**Your objective**:
Begin at the line that contains "Note: pick out every instance of the slender" and continue through the last line of the records, writing out every line again, note lines included. Add 132 to each x and y value in the keypoint coordinates.

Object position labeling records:
---------------

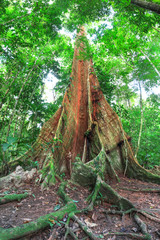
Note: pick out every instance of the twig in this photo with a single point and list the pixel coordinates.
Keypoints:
(141, 190)
(132, 235)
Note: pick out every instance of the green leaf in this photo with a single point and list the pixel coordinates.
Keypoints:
(5, 146)
(57, 207)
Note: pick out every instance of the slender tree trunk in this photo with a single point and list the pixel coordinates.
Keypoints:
(85, 128)
(154, 67)
(2, 102)
(14, 109)
(141, 124)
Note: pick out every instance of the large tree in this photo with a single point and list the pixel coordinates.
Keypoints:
(85, 127)
(84, 139)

---------------

**Full solution**:
Note: pick out every instance of the slender tree trunk in this photo with a single point and list the pixel coordinates.
Keypoints:
(217, 260)
(286, 199)
(134, 234)
(146, 241)
(273, 256)
Note: pick out every instance of the large tree in this photo with a single point and list the pixel coordinates.
Keypoints:
(217, 259)
(216, 271)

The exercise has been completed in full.